Records

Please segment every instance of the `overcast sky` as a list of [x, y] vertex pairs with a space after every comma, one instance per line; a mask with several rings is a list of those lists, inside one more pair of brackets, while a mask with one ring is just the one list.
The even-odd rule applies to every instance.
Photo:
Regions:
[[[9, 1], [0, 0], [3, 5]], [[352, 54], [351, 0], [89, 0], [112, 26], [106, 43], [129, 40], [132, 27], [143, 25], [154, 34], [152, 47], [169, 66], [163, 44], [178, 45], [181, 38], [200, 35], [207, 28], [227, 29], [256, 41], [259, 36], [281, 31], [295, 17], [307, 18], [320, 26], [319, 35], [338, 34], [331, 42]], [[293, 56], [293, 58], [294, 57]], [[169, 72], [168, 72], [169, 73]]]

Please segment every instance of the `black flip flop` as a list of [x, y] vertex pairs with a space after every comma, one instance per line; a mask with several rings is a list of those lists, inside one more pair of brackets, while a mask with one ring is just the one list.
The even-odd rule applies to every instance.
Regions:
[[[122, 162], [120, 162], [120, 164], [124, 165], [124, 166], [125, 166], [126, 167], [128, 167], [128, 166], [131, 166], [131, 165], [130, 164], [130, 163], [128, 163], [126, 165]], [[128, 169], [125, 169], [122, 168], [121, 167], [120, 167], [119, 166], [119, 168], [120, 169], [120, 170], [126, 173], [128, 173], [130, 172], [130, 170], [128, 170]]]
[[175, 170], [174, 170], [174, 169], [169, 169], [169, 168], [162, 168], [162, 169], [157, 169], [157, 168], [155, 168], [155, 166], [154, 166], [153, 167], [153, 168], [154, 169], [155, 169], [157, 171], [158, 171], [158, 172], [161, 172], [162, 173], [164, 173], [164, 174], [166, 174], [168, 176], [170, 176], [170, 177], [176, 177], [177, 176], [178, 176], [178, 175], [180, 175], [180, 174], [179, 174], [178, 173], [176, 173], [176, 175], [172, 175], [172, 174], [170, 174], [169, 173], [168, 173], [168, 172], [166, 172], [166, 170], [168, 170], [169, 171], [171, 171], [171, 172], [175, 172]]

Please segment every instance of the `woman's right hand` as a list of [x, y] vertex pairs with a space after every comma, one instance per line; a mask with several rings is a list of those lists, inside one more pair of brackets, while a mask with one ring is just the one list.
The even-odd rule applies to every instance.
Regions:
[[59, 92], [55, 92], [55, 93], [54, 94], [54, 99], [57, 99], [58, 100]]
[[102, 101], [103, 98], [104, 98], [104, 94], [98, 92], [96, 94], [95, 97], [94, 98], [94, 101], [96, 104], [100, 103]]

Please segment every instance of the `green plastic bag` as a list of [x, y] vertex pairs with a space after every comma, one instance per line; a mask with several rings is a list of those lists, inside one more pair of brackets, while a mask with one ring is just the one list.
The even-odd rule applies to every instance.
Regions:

- Exercise objective:
Please put the lines of the entries above into a numbered list, beginning at the first line and stopping after the line that contains "172], [175, 172]]". Leave out blank lines.

- Answer to this exercise:
1. Please segment every instance of the `overcast sky` as a list of [x, y] vertex pairs with a space after every comma, one instance per line; a mask with several rings is a list of those lists, inside one more pair of brackets, while a mask with one ring is just the one list.
2. The even-odd rule applies to every instance.
3. Photo:
4. Regions:
5. [[[9, 1], [0, 0], [3, 5]], [[352, 54], [351, 0], [89, 0], [112, 26], [106, 43], [129, 40], [132, 27], [143, 25], [154, 34], [152, 47], [169, 66], [163, 44], [178, 45], [181, 38], [200, 35], [207, 28], [227, 29], [256, 41], [259, 36], [281, 31], [295, 17], [307, 18], [320, 26], [319, 35], [338, 34], [331, 42]], [[293, 56], [293, 58], [294, 57]], [[169, 72], [168, 72], [169, 73]]]
6. Please segment every instance of the `black flip flop` as a list of [x, y] vertex pairs with a space after every comma, one instance per line; a mask with several rings is a list of those lists, inside one more pair of brackets, while a mask with one ring is just the one list.
7. The even-odd rule applies to every instance.
8. Regions:
9. [[[122, 162], [120, 162], [120, 164], [124, 165], [124, 166], [125, 166], [126, 167], [128, 167], [128, 166], [131, 166], [131, 165], [130, 164], [130, 163], [128, 163], [126, 165]], [[128, 169], [125, 169], [122, 168], [121, 167], [120, 167], [119, 166], [119, 168], [120, 169], [120, 170], [126, 173], [128, 173], [130, 172], [130, 170], [128, 170]]]
10. [[175, 170], [174, 170], [174, 169], [169, 169], [169, 168], [162, 168], [162, 169], [157, 169], [157, 168], [155, 168], [155, 166], [154, 166], [153, 167], [153, 168], [154, 169], [155, 169], [157, 171], [158, 171], [158, 172], [161, 172], [162, 173], [164, 173], [164, 174], [166, 174], [168, 176], [170, 176], [170, 177], [176, 177], [177, 176], [178, 176], [178, 175], [180, 175], [180, 174], [179, 174], [178, 173], [176, 173], [176, 175], [172, 175], [172, 174], [170, 174], [169, 173], [168, 173], [168, 172], [166, 172], [166, 170], [168, 170], [169, 171], [171, 171], [171, 172], [175, 172]]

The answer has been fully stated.